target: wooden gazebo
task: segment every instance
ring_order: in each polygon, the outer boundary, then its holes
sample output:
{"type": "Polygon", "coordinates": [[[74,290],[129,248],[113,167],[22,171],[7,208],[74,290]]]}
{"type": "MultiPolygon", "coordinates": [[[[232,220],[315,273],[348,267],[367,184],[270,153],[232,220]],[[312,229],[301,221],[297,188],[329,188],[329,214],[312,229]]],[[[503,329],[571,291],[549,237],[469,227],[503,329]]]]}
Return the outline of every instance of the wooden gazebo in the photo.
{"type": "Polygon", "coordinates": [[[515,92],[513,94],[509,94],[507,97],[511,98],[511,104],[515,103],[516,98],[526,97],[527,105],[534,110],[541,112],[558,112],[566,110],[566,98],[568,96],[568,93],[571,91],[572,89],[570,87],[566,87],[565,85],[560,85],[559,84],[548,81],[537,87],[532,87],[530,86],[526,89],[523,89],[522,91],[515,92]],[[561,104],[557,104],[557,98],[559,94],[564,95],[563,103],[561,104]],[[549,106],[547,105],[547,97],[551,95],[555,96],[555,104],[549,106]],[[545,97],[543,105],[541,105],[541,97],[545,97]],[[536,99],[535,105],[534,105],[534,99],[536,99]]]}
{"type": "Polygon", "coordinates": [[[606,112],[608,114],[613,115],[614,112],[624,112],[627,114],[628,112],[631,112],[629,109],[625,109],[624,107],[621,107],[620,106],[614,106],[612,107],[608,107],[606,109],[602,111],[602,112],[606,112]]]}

- [Short problem]:
Copy out every line of the data above word for word, keeping each character and line break unchanged.

- [Task output]:
target: wooden gazebo
task: segment every instance
ring_order: in each polygon, the outer boundary, then its holes
sample output:
{"type": "Polygon", "coordinates": [[[74,290],[129,248],[113,167],[22,171],[7,208],[74,290]]]}
{"type": "MultiPolygon", "coordinates": [[[[232,220],[315,273],[348,267],[367,184],[270,153],[232,220]],[[312,229],[301,221],[297,188],[329,188],[329,214],[312,229]]],[[[503,329],[571,291],[549,237],[469,227],[503,329]]]]}
Return the outline of every instance of the wooden gazebo in the photo.
{"type": "Polygon", "coordinates": [[[515,92],[513,94],[509,94],[507,97],[511,98],[511,104],[515,103],[516,98],[526,97],[527,105],[534,110],[541,112],[558,112],[566,110],[566,98],[568,96],[568,93],[571,91],[572,89],[570,87],[566,87],[565,85],[560,85],[559,84],[548,81],[537,87],[532,87],[530,86],[526,89],[523,89],[522,91],[515,92]],[[561,104],[557,104],[557,98],[559,94],[564,95],[563,103],[561,104]],[[549,106],[547,105],[547,97],[551,95],[555,96],[555,104],[549,106]],[[545,97],[543,105],[541,105],[541,97],[545,97]],[[536,99],[535,105],[534,105],[534,99],[536,99]]]}
{"type": "Polygon", "coordinates": [[[606,112],[608,114],[613,115],[614,112],[624,112],[627,114],[628,112],[631,112],[629,109],[625,109],[624,107],[621,107],[620,106],[614,106],[612,107],[608,107],[606,109],[602,111],[602,112],[606,112]]]}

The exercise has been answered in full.